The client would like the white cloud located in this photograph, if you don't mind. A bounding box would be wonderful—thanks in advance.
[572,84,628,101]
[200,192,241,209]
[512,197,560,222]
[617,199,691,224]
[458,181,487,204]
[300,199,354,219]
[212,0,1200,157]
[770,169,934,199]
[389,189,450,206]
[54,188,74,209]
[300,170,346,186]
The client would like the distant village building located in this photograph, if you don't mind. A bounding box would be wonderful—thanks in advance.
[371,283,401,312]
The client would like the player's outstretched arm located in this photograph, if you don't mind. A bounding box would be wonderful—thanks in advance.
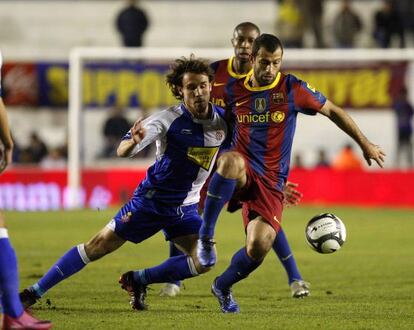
[283,181,303,207]
[321,100,385,167]
[116,118,146,157]
[0,97,13,173]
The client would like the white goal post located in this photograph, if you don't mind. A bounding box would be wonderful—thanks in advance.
[68,47,414,208]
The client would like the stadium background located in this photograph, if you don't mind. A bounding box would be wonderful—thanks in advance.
[0,0,414,210]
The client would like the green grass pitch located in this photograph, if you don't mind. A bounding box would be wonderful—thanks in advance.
[5,206,414,330]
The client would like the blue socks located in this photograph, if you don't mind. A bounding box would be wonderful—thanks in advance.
[273,228,302,284]
[216,247,262,290]
[169,241,184,286]
[0,228,23,318]
[32,244,90,297]
[134,255,198,285]
[199,172,237,238]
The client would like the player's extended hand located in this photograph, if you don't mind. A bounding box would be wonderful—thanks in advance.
[362,142,386,168]
[0,147,13,173]
[131,118,146,144]
[283,181,303,207]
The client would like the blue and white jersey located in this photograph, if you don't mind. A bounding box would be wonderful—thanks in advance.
[123,104,227,206]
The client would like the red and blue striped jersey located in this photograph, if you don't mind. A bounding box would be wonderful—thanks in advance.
[210,56,246,108]
[224,71,326,191]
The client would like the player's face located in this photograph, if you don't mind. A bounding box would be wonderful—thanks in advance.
[252,48,283,86]
[180,72,211,119]
[231,27,259,62]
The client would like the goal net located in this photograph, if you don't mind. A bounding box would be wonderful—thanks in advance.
[68,48,414,208]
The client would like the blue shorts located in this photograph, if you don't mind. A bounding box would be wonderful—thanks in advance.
[107,199,202,243]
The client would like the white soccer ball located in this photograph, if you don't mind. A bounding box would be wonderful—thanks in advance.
[305,213,346,253]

### GOAL OF THE EXERCISE
Put all of the lines above into a JSON list of strings, one string per line, with blank lines left out. Leave the pictures out of the answer.

### THE REPLY
[
  "The client would like the white cloud located in this photograph, if you don't mind. A bounding box would be wonderful—thanks in advance.",
  "[572,84,628,101]",
  "[200,192,241,209]",
  "[512,197,560,222]",
  "[617,199,691,224]",
  "[458,181,487,204]",
  "[300,199,354,219]",
  "[212,0,1200,157]",
  "[770,169,934,199]",
  "[389,189,450,206]",
  "[54,188,74,209]",
  "[300,170,346,186]",
  "The client would like the distant village building located in this photograph, if you don't mind. A bounding box would be wonderful—thanks in advance.",
  "[371,283,401,312]",
  "The client would like the player's outstretched arm located in this photograph, if you don't mind. A bounding box would be wonderful—thanks in advance.",
  "[283,181,303,207]",
  "[321,100,385,167]",
  "[116,118,146,157]",
  "[0,97,13,173]",
  "The client would like the white goal post located in this photograph, if you don't mind. A bounding box would be wonderful—thanks in advance.",
  "[68,47,414,208]",
  "The client would like the stadium background located in this photograph, if you don't mind. A bounding box would be wonderful—thanks in advance.",
  "[0,0,414,210]",
  "The client would like the green grass pitch located in this photograph, if you don't mind. A bounding box would be wonderful—thanks in advance.",
  "[5,206,414,330]",
  "The client would like the blue socks located in this photograph, if you don't mind. A bounding box would be wonderful—thanks in advance.",
  "[273,228,302,284]",
  "[216,247,262,290]",
  "[169,241,184,286]",
  "[0,228,23,318]",
  "[32,244,90,297]",
  "[134,255,198,285]",
  "[199,172,237,238]",
  "The client would like the player's extended hand located in this photograph, if you don't mind. A bounding box would be wonderful—thanks in advance.",
  "[362,142,386,168]",
  "[0,147,13,173]",
  "[131,118,146,144]",
  "[283,181,303,207]",
  "The client would like the blue and white jersey located in this photograph, if you don't mind. A bounding box would be wonderful—thanks in advance.",
  "[123,104,227,206]",
  "The client would like the red and blue striped jersey located in this photograph, if you don't mind. A bounding box would be wonderful—thanks in advance.",
  "[210,56,246,108]",
  "[224,71,326,191]",
  "The client would like the player's face located in this photograph, if you don't mind. A bounding box would be wonderful—thanks in advance.",
  "[252,48,283,86]",
  "[180,72,211,119]",
  "[231,27,259,62]",
  "The client would like the goal net located in this photograph, if you don't mind. A bounding box would be wonderful—thanks in advance.",
  "[68,48,414,208]",
  "The client would like the blue shorts located in this photograph, if you don't mind. A bounding box would be wonderful—thanks in advance.",
  "[107,199,202,243]",
  "The client would like the white soccer ball located in this photograph, if you don't mind. A bounding box would be wonderful—thanks in advance.",
  "[305,213,346,253]"
]